> TÂCHES À RÉALISER
A. Citez mot pour mot le passage du texte sur le vide qui commence à « Le Vide, état » et se termine à « opposé au Plein. ».
B. Répondez à ces questions d'après le texte sur le vide :
(i) Selon le texte, quel pourcentage de la matière le vide « remplit »-il ?
(ii) De quoi le texte juge-t-il important de différencier le Vide ?
(iii) À quoi le Vide est-il opposé ?

> DOCUMENT
──────────
Un Vide pas si vide.
Tout autour de nous, dans le mouvement de la Vie, nous avons l’impression que le Vide ne se cantonne qu’à des situations expérimentales très précises ou bien alors à l’Espace. Or, si l’on regarde attentivement, il s’avère que le Vide «remplit» 99,99% de la matière. En effet, tout est constitué d’atomes, eux-mêmes constitués d’un noyau et d’un nuage d’électrons… et de vide. Si l’on pouvait supprimer la totalité du vide au sein des atomes, alors toute la matière sur Terre tiendrait dans une sphère de 100 mètre de rayon. Il y a donc une omniprésence du Vide sur lequel il est intéressant de mettre de la conscience.
Le Vide, état de la matière et de l’esprit
Pour commencer, qu’est-ce que le vide ? Il est important de différencier le Vide du Néant.
– « Le Vide est ce qui reste quand on a tout enlevé, sauf le Vide. » (Etienne Klein). Le Vide est. On pourrait grossièrement le comparer à ce que la sphère est à la boule. Le Vide est opposé au Plein.
──────────
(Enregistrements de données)
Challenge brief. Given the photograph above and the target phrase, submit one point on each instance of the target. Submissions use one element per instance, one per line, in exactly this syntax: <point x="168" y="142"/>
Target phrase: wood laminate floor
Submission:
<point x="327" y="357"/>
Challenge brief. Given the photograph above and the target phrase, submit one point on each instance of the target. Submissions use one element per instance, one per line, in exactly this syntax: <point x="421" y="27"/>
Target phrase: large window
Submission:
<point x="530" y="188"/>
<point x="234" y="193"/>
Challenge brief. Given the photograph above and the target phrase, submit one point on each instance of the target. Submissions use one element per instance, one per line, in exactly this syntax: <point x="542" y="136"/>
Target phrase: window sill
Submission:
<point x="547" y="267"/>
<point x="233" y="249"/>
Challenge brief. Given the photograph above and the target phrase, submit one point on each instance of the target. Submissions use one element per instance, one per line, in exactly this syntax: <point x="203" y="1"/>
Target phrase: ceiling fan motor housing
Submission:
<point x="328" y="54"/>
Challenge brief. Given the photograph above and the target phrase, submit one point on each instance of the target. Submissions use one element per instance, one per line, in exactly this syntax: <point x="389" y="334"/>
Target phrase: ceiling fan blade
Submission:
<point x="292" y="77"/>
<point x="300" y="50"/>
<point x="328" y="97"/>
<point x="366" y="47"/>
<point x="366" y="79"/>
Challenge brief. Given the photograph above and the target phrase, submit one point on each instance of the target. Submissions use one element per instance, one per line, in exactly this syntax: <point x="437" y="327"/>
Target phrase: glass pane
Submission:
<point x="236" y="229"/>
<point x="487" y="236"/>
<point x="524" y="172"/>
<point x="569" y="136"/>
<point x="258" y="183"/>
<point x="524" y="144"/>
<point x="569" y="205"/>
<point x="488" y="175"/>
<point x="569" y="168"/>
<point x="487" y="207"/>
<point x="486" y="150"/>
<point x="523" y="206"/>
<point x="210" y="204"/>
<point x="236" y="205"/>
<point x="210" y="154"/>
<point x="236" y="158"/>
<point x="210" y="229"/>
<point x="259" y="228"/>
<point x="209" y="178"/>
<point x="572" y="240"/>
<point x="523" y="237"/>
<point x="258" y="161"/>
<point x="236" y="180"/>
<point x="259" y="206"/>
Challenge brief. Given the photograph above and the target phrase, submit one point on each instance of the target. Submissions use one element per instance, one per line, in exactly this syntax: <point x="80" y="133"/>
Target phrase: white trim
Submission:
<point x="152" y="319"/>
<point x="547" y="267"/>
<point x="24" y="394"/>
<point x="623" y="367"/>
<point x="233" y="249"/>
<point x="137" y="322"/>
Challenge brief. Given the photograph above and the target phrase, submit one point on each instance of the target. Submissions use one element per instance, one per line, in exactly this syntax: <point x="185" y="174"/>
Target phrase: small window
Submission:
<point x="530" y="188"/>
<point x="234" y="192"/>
──────────
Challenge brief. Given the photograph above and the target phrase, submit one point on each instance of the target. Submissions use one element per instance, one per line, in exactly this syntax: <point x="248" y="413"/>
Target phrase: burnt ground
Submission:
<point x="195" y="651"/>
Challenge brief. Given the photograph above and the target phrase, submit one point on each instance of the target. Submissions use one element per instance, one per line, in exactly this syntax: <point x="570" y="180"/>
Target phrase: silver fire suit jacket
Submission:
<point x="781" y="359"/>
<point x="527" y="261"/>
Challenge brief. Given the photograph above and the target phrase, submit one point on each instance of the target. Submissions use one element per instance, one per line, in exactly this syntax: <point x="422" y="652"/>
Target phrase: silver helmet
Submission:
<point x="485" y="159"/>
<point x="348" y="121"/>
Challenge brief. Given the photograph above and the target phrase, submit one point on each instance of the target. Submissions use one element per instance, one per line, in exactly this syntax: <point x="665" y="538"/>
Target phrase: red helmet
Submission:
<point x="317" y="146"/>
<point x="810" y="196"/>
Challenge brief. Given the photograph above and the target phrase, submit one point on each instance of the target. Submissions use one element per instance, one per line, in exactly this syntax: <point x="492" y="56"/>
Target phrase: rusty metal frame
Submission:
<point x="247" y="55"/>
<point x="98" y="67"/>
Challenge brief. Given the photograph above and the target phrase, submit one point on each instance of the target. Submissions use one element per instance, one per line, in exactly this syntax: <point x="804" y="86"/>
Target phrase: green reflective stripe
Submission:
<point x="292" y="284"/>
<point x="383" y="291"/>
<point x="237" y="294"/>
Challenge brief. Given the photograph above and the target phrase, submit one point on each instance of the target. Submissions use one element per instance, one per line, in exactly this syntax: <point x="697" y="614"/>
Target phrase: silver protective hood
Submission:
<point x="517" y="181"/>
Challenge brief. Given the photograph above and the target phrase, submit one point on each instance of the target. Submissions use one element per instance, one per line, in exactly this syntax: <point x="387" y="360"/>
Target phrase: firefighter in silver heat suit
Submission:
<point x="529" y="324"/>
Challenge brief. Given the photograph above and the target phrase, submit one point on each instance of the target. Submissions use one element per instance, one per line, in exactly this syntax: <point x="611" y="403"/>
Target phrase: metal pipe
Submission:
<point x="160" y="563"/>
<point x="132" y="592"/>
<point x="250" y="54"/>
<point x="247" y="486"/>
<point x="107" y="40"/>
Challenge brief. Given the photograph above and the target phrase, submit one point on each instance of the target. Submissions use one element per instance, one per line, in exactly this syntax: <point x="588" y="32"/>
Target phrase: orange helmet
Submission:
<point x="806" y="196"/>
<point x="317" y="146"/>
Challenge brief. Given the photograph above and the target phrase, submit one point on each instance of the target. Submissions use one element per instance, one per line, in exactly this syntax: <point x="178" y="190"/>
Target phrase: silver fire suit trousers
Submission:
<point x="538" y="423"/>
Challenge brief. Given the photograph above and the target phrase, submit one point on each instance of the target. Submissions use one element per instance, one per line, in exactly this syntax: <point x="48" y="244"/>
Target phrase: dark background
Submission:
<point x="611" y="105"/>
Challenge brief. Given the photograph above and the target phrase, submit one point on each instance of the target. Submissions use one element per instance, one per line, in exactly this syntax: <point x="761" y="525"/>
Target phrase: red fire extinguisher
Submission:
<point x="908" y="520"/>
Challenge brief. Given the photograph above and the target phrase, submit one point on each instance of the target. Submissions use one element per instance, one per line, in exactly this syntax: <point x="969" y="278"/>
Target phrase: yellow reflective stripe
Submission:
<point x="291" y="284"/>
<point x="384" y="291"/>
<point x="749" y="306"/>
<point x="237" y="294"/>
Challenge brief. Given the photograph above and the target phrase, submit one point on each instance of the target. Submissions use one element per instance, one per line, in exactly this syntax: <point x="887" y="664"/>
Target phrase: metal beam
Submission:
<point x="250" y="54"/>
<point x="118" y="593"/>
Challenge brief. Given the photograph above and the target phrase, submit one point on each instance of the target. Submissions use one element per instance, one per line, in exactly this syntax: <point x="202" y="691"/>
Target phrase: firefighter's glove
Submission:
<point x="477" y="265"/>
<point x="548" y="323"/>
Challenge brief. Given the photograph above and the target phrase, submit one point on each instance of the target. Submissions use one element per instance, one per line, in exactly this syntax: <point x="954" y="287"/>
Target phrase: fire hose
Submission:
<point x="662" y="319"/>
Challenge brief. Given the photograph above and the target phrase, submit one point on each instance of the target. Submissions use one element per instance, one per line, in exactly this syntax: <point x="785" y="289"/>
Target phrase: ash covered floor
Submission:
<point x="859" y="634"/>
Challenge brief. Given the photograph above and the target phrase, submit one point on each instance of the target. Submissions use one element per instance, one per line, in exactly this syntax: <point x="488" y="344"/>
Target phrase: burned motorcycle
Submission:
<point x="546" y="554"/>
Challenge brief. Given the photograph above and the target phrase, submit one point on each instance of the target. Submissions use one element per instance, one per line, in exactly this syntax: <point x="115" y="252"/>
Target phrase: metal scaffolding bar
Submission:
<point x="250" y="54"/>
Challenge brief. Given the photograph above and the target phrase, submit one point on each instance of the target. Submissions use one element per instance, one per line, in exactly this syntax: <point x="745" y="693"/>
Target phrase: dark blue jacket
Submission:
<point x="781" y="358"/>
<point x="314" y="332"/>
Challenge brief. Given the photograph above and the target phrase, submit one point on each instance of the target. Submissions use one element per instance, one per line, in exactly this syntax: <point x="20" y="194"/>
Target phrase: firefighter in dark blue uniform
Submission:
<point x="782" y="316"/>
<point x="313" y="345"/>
──────────
> RÉSULTATS PAR TÂCHE
A.
Le Vide, état de la matière et de l’esprit
Pour commencer, qu’est-ce que le vide ? Il est important de différencier le Vide du Néant.
– « Le Vide est ce qui reste quand on a tout enlevé, sauf le Vide. » (Etienne Klein). Le Vide est. On pourrait grossièrement le comparer à ce que la sphère est à la boule. Le Vide est opposé au Plein.

B.
(i) 99,99 %.
(ii) Du Néant.
(iii) Au Plein.